Excerpted data:
——————————

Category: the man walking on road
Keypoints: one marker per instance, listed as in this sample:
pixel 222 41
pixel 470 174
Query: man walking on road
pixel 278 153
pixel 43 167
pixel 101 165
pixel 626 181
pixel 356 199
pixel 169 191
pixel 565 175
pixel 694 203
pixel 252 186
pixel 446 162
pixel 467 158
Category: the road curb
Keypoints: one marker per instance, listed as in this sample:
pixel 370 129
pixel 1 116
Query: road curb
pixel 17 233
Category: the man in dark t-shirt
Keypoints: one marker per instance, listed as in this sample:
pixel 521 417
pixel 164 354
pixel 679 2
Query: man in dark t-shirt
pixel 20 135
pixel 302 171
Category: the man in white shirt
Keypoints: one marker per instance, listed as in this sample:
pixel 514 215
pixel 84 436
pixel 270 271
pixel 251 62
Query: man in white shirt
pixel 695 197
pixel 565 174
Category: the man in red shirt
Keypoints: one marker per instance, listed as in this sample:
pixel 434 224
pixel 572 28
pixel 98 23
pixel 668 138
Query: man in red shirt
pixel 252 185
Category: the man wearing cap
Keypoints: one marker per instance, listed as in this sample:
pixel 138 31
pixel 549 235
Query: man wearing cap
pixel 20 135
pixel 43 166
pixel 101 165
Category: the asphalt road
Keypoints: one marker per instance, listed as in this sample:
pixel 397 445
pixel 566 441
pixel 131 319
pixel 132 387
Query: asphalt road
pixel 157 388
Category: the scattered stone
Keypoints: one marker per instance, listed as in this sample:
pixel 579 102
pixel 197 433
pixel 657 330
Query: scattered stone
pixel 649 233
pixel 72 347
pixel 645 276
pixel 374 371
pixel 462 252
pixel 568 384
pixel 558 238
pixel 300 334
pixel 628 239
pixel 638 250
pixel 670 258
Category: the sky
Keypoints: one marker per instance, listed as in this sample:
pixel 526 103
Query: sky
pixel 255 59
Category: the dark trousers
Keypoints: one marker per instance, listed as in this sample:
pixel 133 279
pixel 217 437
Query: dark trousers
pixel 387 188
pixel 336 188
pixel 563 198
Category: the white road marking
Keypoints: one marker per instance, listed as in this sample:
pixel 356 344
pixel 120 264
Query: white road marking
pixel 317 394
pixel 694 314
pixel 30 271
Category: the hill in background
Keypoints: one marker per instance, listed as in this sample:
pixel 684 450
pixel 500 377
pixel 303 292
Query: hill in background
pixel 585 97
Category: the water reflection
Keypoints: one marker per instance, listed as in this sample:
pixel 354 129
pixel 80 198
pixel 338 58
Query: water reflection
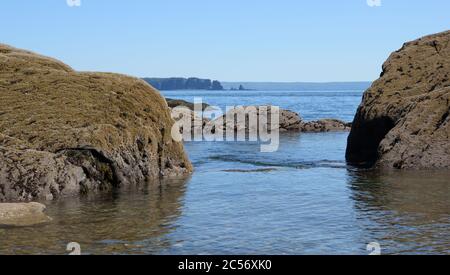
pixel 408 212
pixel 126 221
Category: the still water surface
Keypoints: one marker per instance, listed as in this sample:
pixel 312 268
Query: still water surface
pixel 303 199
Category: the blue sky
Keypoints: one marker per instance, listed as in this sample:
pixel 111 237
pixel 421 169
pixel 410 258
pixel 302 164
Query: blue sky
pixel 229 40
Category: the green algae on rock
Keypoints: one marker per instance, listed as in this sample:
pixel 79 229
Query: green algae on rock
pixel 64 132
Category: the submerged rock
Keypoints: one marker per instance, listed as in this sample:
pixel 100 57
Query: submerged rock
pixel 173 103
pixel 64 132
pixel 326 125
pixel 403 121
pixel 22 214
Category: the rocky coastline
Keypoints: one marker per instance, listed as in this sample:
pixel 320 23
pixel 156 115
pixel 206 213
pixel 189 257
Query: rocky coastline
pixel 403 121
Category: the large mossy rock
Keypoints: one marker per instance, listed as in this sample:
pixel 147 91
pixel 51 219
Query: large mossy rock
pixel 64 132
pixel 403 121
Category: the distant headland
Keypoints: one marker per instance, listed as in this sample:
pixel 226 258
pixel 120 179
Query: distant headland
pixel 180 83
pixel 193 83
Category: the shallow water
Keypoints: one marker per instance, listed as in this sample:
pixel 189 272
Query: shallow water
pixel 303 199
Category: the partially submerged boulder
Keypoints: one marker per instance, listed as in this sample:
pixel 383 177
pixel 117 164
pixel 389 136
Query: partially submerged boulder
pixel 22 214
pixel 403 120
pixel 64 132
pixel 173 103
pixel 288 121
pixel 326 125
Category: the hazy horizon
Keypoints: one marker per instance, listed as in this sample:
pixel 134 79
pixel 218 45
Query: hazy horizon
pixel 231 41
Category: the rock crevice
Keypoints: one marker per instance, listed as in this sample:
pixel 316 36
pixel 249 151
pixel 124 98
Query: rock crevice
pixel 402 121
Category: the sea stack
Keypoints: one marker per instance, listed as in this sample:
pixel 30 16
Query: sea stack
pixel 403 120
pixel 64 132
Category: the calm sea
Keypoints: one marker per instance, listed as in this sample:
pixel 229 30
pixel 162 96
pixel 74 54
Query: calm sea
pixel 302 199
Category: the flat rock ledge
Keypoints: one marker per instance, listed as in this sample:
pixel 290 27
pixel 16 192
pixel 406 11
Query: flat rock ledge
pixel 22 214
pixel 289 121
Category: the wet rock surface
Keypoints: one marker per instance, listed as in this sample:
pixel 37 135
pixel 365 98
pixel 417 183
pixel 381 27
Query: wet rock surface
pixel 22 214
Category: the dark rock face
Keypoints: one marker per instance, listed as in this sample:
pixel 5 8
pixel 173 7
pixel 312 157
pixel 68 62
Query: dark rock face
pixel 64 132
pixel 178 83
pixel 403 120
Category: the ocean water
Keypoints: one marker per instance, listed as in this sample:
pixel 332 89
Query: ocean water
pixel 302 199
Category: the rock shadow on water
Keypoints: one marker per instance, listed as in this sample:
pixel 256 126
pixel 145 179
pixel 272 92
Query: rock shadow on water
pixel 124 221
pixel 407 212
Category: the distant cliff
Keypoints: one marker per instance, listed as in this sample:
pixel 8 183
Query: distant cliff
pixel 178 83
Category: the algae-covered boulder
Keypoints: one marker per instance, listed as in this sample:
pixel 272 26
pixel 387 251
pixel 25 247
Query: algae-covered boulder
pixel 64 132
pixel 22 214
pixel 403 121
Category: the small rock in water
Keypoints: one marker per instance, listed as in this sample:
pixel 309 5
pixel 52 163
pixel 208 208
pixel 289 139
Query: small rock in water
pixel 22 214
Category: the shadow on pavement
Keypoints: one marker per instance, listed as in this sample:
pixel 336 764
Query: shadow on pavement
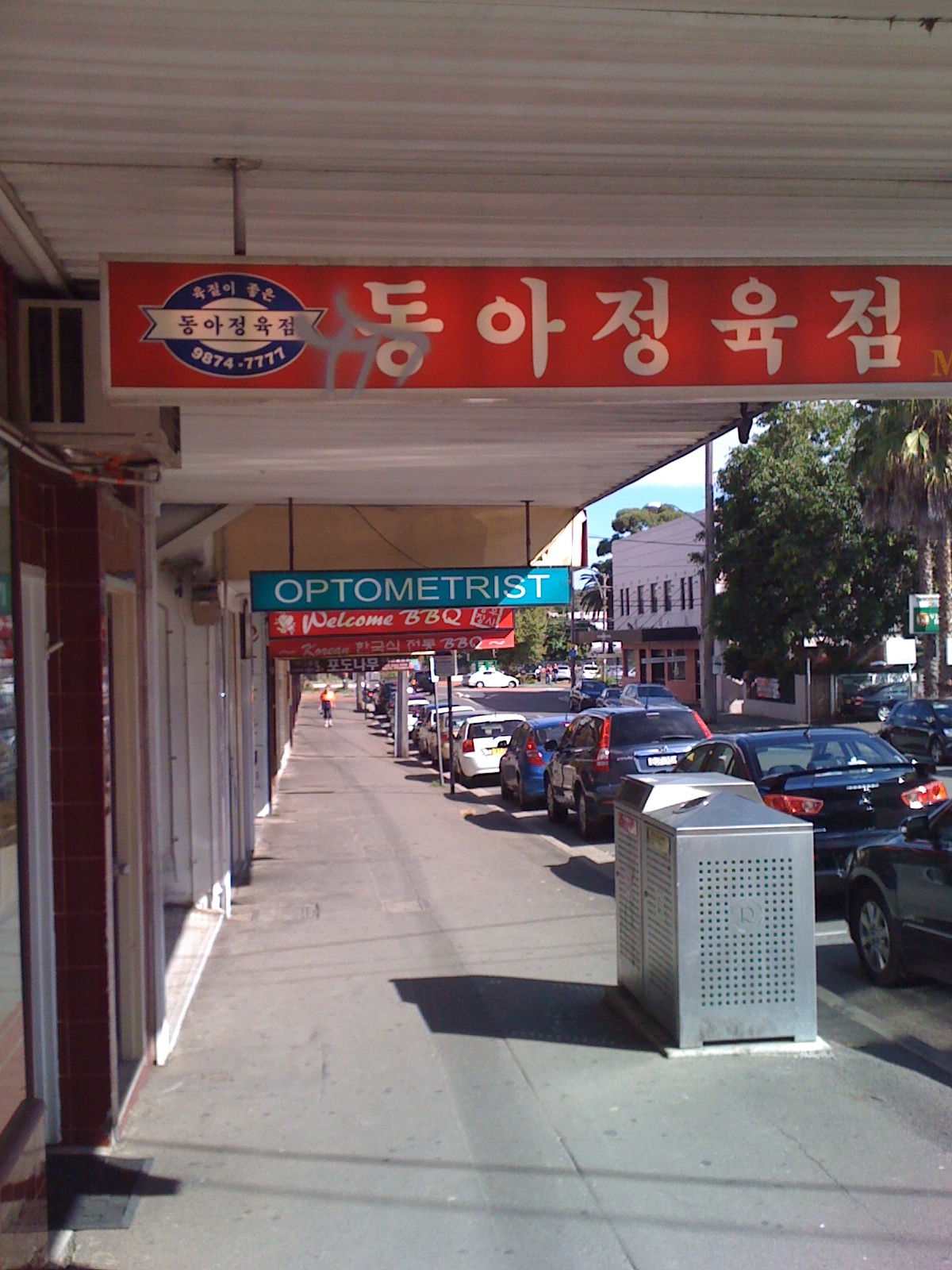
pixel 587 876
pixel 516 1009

——————————

The request: Rewrite all of the items above with "one marker per instance" changed to "one point per instance" and everything else left as it is. Leave the pictures out of your answer.

Solved problem:
Category: the man walking on road
Keypoints: one point per instance, listed as in this sample:
pixel 222 41
pixel 470 174
Query: man walking on road
pixel 278 153
pixel 43 167
pixel 101 165
pixel 626 181
pixel 356 199
pixel 169 191
pixel 565 175
pixel 694 203
pixel 252 186
pixel 446 162
pixel 467 158
Category: the road curb
Keypoints: one point per instance, listed as in this sample:
pixel 370 129
pixel 1 116
Query: road curb
pixel 17 233
Category: the man in dark t-shirt
Keypoints: one point per instance, listed as in this sample:
pixel 521 417
pixel 164 354
pixel 679 2
Query: man in dark t-shirt
pixel 20 135
pixel 302 171
Category: the man in white shirt
Keypoints: one point per instance, listed as in this sample:
pixel 514 215
pixel 84 436
pixel 270 271
pixel 251 62
Query: man in white shirt
pixel 695 197
pixel 565 174
Category: the man in red shirt
Keypoints: one point per instance, listed as in this sample:
pixel 434 224
pixel 572 28
pixel 98 23
pixel 668 138
Query: man in red shirt
pixel 252 185
Category: the man wearing cap
Keypoints: one point per instance, listed as in this sample:
pixel 138 31
pixel 549 235
Query: man wearing cap
pixel 20 135
pixel 43 166
pixel 101 165
Category: the asphalt road
Keypoints: one point per instance, listed as in this sample:
pixel 397 445
pixel 566 441
pixel 131 319
pixel 132 387
Query: asphalt road
pixel 157 388
Category: the scattered stone
Keypoints: one point per instance, listed as in this sample:
pixel 579 102
pixel 197 433
pixel 657 330
Query: scattered stone
pixel 649 233
pixel 72 347
pixel 645 276
pixel 374 371
pixel 462 252
pixel 568 384
pixel 558 238
pixel 300 334
pixel 628 239
pixel 638 250
pixel 670 258
Category: the sky
Keypoints: one point per instance, listed as in this sample:
pixel 526 103
Query: sky
pixel 255 59
Category: the dark trousers
Keypoints: one point per instance, listed as in this sample:
pixel 133 279
pixel 217 437
Query: dark trousers
pixel 387 188
pixel 336 188
pixel 563 198
Category: the white road marking
Keypoints: one point per instance, listed as in this sample:
pixel 356 344
pixel 120 264
Query: white road marking
pixel 317 394
pixel 694 314
pixel 30 271
Category: the hill in background
Keypoints: one point per instance, listed as in this sample:
pixel 684 450
pixel 500 377
pixel 303 292
Query: hill in background
pixel 585 97
Category: the water reflection
Keypoints: one point per instance, listed as in this sample:
pixel 354 129
pixel 80 198
pixel 338 58
Query: water reflection
pixel 408 212
pixel 126 221
Category: the still water surface
Keypoints: one point per instance, listed as in this sample:
pixel 312 268
Query: still water surface
pixel 303 199
Category: the blue sky
Keypoints: one point per instance, listed as in this sample:
pixel 111 237
pixel 421 169
pixel 410 258
pixel 302 164
Query: blue sky
pixel 229 40
Category: the green algae on rock
Keypoints: one point per instance, listed as in this sample:
pixel 79 229
Query: green algae on rock
pixel 64 132
Category: the submerged rock
Keypoints: one point per instance, listed as in this sample:
pixel 100 57
Query: submerged rock
pixel 173 103
pixel 64 132
pixel 326 125
pixel 403 121
pixel 22 214
Category: the rocky coastline
Keypoints: one point per instance, listed as in this sample:
pixel 320 23
pixel 156 115
pixel 206 213
pixel 189 257
Query: rocky coastline
pixel 403 121
Category: the large mossy rock
Keypoints: one point per instance, listed as in this sample:
pixel 147 91
pixel 51 219
Query: large mossy rock
pixel 64 132
pixel 403 121
Category: the distant headland
Keypoints: one point per instance, listed as in this sample:
pixel 226 258
pixel 120 179
Query: distant headland
pixel 180 83
pixel 193 83
Category: the shallow water
Keypoints: one point per instance, listed as in this sample:
pixel 189 272
Query: shallow water
pixel 303 199
Category: the partially submerged boulder
Keypoints: one point per instance, listed as in this sample:
pixel 383 177
pixel 117 164
pixel 389 136
Query: partially submerged boulder
pixel 22 214
pixel 403 120
pixel 64 132
pixel 173 103
pixel 288 121
pixel 326 125
Category: the hazy horizon
Keypoints: one point per instance, listed as in this sample:
pixel 134 79
pixel 218 45
Query: hazy horizon
pixel 231 41
Category: the rock crevice
Keypoints: one point per instance, listed as in this sample:
pixel 316 36
pixel 249 151
pixel 124 98
Query: rock crevice
pixel 402 121
Category: the sea stack
Keypoints: one point per instance, listed as in this sample:
pixel 30 16
Query: sea stack
pixel 403 120
pixel 64 132
Category: the calm sea
Keypoints: one point per instance, listed as in this sample:
pixel 229 30
pixel 162 96
pixel 74 54
Query: calm sea
pixel 302 199
Category: the flat rock ledge
Keypoints: one point per instance, listed as in this sample:
pixel 290 27
pixel 16 192
pixel 406 11
Query: flat rock ledge
pixel 22 214
pixel 289 121
Category: the wet rock surface
Keypoints: one point per instance, listed as in this sample:
pixel 37 135
pixel 365 98
pixel 417 183
pixel 381 27
Query: wet rock surface
pixel 22 214
Category: the dark rock face
Keypoints: one point per instance, listed as in this sample:
pixel 5 8
pixel 173 7
pixel 312 157
pixel 68 62
Query: dark rock face
pixel 64 132
pixel 178 83
pixel 403 120
Category: the ocean water
Keypoints: one point per instance, listed as in this sample:
pixel 332 89
Query: ocean water
pixel 302 199
Category: the rock shadow on water
Keypoints: one point per instance, listed as in this sample:
pixel 256 126
pixel 145 179
pixel 272 92
Query: rock shadow on water
pixel 124 221
pixel 407 212
Category: the distant cliff
Keypoints: one point per instance, listed as in this sample:
pixel 8 183
Query: distant cliff
pixel 178 83
Category: the algae-covered boulder
Keypoints: one point per instance, listed as in this sample:
pixel 272 26
pixel 387 251
pixel 25 247
Query: algae-covered boulder
pixel 64 132
pixel 22 214
pixel 403 121
Category: the small rock in water
Keypoints: one point per instance, listed as in this sample:
pixel 309 5
pixel 52 163
pixel 208 208
pixel 289 139
Query: small rock in water
pixel 22 214
Category: the shadow on pavement
Keypoints: one point per instance, listed as in this sample:
pixel 336 764
Query: shadow on pavement
pixel 587 876
pixel 516 1009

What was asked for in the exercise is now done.